— Start INPUT ROWS —

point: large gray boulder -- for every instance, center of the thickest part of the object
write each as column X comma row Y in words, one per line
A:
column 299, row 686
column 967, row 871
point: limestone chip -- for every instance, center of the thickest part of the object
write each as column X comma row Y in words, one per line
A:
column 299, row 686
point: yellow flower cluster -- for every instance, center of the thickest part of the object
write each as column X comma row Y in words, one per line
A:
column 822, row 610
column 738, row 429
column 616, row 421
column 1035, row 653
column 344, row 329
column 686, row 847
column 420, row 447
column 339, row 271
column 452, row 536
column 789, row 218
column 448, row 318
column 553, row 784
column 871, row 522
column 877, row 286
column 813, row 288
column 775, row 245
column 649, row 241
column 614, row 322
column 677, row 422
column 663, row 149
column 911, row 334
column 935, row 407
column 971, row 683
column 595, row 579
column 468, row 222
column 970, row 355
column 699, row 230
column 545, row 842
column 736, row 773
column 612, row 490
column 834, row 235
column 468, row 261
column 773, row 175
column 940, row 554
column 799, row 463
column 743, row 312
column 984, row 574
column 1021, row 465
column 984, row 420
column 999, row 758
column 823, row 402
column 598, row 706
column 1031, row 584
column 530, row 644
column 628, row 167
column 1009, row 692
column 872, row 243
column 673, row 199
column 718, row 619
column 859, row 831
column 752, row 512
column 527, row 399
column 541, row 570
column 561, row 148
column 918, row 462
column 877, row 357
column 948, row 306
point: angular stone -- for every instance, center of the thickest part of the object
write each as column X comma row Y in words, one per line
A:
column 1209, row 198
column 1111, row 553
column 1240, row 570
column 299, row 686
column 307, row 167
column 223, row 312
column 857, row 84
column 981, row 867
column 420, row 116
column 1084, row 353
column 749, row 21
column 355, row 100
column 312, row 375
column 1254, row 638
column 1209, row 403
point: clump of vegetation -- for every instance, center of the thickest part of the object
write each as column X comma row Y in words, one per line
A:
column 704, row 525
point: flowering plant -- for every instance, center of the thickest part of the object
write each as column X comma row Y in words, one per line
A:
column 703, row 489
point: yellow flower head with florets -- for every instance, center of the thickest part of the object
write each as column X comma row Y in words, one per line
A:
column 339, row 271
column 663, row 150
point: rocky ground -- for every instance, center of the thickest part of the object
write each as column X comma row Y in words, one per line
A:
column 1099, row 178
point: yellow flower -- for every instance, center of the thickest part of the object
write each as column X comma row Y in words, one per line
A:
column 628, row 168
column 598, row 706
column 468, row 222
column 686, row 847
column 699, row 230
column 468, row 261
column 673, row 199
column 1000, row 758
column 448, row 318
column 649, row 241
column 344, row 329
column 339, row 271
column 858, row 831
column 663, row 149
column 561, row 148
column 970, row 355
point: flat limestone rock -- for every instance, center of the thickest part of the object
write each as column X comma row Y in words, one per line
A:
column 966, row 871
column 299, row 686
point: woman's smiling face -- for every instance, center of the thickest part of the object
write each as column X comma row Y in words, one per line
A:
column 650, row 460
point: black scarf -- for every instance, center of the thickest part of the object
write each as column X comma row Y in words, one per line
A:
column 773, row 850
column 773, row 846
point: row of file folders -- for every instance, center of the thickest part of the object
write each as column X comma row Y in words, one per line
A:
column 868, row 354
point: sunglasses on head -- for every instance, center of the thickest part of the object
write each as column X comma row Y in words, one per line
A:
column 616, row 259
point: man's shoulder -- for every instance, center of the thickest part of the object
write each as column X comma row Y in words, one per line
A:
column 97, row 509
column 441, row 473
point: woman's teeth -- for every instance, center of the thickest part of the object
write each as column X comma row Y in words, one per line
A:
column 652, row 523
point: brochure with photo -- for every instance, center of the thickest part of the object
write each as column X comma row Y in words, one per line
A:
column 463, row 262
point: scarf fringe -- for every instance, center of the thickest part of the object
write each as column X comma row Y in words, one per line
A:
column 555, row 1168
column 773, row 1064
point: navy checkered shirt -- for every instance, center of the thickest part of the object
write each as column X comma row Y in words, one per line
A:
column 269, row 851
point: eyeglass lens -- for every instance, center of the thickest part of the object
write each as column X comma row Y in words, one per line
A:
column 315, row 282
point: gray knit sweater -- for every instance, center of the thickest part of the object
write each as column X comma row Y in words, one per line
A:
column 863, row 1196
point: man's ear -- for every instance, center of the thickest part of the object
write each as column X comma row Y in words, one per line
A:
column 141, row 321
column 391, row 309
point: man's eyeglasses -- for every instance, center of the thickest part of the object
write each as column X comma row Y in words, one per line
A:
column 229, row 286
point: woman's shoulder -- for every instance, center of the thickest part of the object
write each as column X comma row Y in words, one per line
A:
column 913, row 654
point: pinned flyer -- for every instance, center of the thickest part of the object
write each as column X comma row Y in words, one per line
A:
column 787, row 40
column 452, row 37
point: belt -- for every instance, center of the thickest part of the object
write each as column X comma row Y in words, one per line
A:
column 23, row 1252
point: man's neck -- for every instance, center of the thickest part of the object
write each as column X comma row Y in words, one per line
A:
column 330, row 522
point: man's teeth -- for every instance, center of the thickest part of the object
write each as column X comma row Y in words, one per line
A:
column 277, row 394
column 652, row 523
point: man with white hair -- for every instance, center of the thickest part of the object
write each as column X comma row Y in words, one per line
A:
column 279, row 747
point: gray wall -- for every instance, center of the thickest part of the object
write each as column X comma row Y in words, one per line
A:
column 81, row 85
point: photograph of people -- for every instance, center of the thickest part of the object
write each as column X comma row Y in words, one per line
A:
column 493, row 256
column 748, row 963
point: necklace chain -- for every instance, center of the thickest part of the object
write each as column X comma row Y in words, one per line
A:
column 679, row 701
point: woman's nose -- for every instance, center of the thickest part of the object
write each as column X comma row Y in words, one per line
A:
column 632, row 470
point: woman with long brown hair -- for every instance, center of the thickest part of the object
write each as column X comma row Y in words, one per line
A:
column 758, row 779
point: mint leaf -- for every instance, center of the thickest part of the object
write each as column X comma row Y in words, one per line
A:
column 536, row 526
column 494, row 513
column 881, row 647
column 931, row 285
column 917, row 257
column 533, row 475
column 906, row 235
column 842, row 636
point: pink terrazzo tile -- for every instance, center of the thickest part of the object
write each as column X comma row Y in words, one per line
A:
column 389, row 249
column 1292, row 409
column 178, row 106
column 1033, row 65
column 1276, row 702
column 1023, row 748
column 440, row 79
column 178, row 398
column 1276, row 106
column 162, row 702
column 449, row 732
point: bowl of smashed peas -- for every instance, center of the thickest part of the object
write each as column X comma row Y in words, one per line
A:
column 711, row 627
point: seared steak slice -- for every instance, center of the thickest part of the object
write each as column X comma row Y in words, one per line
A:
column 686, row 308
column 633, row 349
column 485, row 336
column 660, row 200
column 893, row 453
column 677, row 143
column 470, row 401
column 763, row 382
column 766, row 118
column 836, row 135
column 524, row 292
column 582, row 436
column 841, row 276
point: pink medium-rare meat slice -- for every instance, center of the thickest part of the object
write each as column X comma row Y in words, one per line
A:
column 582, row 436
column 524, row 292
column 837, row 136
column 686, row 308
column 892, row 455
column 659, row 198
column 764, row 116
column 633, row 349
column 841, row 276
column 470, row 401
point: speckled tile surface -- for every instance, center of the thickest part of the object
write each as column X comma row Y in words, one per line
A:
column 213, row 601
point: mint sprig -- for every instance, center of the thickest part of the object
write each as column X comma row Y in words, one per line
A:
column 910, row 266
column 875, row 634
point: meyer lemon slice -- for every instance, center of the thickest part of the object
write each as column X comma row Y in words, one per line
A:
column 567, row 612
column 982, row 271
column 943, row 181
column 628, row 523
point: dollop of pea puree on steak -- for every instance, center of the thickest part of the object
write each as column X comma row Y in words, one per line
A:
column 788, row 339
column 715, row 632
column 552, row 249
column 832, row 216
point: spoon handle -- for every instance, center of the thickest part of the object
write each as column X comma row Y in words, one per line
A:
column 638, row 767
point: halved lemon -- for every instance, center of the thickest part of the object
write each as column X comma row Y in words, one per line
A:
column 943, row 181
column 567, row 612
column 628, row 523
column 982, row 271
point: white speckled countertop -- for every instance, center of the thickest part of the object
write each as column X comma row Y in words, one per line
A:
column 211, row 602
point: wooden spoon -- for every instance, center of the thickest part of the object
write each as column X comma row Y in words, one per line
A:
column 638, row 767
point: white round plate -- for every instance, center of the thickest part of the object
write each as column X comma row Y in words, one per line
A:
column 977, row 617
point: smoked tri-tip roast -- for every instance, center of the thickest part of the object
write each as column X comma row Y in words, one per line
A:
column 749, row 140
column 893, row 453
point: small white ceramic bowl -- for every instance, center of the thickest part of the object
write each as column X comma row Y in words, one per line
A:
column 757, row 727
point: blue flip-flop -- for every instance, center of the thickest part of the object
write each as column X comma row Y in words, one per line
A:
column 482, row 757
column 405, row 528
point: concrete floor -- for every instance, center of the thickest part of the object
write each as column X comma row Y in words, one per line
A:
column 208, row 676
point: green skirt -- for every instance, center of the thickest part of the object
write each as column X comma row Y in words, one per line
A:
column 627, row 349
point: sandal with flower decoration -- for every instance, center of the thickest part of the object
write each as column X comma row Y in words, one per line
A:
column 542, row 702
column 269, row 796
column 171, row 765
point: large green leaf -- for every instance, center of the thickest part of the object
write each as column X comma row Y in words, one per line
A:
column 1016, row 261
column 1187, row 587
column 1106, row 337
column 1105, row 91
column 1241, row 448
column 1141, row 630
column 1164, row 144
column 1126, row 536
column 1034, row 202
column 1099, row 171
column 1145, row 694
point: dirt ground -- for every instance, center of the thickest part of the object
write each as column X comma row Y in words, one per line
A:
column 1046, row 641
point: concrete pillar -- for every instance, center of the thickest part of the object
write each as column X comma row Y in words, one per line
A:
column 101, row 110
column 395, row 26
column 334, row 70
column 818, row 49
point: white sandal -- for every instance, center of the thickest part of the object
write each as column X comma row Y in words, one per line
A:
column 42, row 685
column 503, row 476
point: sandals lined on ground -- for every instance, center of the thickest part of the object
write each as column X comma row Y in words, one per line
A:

— End INPUT ROWS —

[SET PROBLEM] Reproduce the lines of the listing starting with the line that contains "point: flowering plant" and continuing through the line that contains "column 1099, row 178", including both of those lines.

[COMPLETED EXERCISE]
point: flowering plant -- for every instance, center of the thickest part of the object
write each as column X comma row Y in words, one per line
A:
column 703, row 489
point: yellow flower head with florets -- for every instance, center of the thickest part of the object
write each as column X comma row Y in words, one per line
A:
column 339, row 271
column 663, row 150
point: rocky ground -- for every instance, center of the thickest part of the object
write each as column X comma row Y in words, one per line
A:
column 1099, row 178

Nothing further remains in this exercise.